— START The input —

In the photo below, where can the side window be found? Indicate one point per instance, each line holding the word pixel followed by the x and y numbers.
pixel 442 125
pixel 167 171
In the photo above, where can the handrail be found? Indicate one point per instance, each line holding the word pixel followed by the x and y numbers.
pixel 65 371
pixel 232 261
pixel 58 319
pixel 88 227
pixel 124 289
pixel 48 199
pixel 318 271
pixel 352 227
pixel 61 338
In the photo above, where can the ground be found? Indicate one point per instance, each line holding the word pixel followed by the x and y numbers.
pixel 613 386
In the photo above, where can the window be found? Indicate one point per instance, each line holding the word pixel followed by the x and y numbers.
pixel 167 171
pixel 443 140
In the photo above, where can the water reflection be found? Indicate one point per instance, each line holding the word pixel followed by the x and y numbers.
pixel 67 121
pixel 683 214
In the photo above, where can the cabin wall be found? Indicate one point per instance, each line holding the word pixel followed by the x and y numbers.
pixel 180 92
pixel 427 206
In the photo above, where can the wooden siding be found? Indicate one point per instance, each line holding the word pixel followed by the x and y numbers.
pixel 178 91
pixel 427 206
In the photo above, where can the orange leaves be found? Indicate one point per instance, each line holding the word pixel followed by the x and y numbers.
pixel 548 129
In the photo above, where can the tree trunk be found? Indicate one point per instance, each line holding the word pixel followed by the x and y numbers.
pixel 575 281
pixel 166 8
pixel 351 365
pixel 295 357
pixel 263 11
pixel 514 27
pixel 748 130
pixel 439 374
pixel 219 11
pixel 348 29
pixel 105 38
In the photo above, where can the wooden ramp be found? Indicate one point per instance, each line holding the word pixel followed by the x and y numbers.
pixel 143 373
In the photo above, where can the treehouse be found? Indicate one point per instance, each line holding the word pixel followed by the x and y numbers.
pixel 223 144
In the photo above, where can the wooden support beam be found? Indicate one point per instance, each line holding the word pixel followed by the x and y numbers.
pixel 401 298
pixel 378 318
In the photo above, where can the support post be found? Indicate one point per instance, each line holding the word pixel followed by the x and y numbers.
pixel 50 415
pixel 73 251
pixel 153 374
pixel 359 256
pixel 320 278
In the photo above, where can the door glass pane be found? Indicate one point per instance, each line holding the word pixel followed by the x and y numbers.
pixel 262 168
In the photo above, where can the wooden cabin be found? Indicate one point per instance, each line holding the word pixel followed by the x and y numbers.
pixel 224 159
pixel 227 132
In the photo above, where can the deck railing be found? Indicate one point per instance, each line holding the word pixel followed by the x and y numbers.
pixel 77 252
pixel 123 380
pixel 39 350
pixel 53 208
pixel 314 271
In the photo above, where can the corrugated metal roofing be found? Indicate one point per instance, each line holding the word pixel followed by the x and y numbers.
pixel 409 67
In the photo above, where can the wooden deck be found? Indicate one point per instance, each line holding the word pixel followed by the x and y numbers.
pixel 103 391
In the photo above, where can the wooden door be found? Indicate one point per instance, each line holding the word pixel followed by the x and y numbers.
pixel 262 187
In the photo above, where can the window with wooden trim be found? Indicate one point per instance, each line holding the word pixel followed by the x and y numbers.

— END The input —

## Problem description:
Repeat the lines word for word, from the one holding "In the photo above, where can the wooden cabin" through the one holding "pixel 227 132", with both of those lines included.

## Response:
In the photo above, where can the wooden cabin be found? Indicate one point per instance, each line holding the word pixel followed by the x and y numbers.
pixel 224 159
pixel 227 132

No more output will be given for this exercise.